INFORMATION GIVEN
************
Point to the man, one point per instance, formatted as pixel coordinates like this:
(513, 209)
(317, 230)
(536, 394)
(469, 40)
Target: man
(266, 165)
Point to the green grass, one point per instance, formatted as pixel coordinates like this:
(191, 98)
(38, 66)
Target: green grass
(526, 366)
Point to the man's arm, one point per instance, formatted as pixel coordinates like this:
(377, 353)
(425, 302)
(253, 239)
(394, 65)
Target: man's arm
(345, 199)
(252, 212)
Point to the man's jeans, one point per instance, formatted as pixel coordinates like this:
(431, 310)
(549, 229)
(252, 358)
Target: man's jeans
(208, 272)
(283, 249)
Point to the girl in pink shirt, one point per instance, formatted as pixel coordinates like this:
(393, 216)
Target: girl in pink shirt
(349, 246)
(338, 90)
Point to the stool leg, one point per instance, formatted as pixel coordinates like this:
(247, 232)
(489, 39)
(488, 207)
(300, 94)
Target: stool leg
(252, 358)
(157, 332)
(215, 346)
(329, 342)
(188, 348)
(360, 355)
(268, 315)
************
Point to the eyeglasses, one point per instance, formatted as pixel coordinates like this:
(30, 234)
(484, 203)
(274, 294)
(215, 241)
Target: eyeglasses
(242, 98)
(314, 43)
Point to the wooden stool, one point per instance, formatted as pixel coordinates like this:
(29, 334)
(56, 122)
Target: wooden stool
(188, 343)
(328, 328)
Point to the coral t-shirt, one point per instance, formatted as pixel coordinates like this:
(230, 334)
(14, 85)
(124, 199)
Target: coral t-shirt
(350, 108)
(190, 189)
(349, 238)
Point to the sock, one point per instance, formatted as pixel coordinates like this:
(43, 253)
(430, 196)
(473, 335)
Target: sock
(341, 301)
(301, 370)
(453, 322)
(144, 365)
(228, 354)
************
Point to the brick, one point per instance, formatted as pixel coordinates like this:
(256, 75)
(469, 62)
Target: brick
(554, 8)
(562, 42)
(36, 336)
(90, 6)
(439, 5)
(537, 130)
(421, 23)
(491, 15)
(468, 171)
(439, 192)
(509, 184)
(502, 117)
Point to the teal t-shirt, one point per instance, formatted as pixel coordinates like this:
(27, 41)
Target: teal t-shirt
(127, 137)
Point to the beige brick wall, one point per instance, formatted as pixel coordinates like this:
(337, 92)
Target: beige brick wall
************
INSTRUCTIONS FOR THE TASK
Sift the data above for lines with "beige", then copy each one.

SOLUTION FOR THIS PROBLEM
Point to the beige brick wall, one point per instance, formatted as pixel coordinates like this:
Target: beige brick wall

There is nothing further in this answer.